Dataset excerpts
====

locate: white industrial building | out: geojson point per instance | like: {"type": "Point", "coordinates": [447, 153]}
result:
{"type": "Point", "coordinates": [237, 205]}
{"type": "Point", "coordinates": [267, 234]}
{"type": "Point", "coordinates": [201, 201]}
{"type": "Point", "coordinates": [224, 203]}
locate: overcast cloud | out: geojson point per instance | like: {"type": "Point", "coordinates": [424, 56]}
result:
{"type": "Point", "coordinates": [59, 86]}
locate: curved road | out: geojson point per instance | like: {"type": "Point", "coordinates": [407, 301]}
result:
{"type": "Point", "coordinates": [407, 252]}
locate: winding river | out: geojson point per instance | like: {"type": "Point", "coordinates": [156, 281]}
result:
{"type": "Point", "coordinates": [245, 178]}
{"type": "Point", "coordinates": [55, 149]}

====

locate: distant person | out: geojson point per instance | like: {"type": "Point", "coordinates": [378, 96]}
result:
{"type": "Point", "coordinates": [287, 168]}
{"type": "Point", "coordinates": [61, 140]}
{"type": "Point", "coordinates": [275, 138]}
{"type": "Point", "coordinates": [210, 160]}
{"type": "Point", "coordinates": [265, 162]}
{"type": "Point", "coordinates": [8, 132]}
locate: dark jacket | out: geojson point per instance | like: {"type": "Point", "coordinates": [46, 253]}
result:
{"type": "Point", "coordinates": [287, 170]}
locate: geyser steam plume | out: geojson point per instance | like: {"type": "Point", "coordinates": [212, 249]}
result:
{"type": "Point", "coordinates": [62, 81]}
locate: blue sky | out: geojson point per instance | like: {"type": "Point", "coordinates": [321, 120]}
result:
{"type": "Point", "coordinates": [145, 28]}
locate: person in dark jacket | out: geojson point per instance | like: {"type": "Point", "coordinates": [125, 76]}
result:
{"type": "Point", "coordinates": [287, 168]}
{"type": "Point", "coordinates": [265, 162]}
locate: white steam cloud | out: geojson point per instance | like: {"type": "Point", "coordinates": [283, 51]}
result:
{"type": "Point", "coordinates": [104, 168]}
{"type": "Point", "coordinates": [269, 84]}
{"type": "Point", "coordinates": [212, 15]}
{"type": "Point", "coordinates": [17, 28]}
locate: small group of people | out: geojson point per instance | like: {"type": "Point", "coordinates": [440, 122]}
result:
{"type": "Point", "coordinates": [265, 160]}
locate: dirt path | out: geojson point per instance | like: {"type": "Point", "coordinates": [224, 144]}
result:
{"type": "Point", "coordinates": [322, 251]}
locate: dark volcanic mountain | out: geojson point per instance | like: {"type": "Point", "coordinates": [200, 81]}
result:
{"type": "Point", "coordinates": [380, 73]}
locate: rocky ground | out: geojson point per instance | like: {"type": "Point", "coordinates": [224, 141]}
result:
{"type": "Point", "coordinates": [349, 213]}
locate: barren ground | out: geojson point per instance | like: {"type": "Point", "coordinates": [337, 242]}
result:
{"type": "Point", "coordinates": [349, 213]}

====

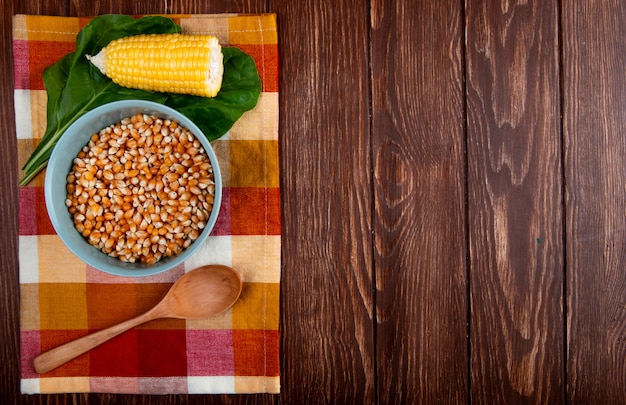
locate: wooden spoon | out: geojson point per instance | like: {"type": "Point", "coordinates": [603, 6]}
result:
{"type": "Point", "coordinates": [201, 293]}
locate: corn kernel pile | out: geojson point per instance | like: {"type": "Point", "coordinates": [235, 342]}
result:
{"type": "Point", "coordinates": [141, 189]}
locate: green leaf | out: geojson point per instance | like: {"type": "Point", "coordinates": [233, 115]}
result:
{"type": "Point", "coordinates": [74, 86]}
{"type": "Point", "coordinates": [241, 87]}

====

Exercise brief:
Go through the records above and copy each line where "dark" is found.

Response to this task:
locate: dark jacket | out: geojson point per instance | like: {"type": "Point", "coordinates": [46, 253]}
locate: person in dark jacket | out: geojson point per instance | like: {"type": "Point", "coordinates": [125, 76]}
locate: dark volcanic mountain | out: geojson point per instance | like: {"type": "Point", "coordinates": [200, 81]}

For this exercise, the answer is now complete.